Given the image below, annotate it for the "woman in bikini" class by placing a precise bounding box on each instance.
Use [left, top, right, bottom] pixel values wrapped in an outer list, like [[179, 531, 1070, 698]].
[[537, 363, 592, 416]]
──────
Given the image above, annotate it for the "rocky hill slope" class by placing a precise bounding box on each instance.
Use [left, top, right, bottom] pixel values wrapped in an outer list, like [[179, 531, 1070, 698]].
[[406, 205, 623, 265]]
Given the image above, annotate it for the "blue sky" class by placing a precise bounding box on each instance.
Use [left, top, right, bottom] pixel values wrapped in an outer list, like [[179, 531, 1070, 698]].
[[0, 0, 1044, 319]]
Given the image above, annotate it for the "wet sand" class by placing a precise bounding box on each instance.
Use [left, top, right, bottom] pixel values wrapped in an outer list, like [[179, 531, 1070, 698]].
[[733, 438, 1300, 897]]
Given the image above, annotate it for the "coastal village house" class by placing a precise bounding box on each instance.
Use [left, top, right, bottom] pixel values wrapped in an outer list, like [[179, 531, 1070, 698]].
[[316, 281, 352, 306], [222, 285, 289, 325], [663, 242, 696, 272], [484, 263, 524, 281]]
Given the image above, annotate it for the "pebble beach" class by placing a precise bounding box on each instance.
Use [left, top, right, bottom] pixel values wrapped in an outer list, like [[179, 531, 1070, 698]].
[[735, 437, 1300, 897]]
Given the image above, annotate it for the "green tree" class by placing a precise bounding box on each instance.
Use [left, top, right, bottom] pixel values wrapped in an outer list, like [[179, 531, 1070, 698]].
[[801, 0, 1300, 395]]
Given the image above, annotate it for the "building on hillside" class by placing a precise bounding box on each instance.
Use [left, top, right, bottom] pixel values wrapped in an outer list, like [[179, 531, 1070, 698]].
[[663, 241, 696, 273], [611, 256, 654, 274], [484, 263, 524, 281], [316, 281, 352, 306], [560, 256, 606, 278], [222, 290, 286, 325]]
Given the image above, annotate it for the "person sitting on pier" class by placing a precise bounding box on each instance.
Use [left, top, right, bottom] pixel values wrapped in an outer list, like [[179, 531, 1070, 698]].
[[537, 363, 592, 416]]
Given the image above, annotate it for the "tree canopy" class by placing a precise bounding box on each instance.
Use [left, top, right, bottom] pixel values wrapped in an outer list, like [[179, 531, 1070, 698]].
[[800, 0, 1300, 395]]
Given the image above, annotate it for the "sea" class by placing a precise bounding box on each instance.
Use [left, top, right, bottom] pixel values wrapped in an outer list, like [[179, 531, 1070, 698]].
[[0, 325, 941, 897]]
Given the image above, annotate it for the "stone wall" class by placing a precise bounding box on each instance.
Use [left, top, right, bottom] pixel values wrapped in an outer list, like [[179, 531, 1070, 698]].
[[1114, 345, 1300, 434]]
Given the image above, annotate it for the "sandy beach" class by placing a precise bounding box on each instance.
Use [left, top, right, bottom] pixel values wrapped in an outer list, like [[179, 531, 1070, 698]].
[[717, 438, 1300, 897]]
──────
* **REQUIRED TASK**: Please pick out each line above that contains the word "beach", and copy every one of them in full.

* **TASK RESPONSE**:
Given the image above, annotate it for the "pebble beach" class by placing a precise bounding box on each instance.
Given the image above, annotate it for the "sandy beach" class by placing a precise bounding box on each instance.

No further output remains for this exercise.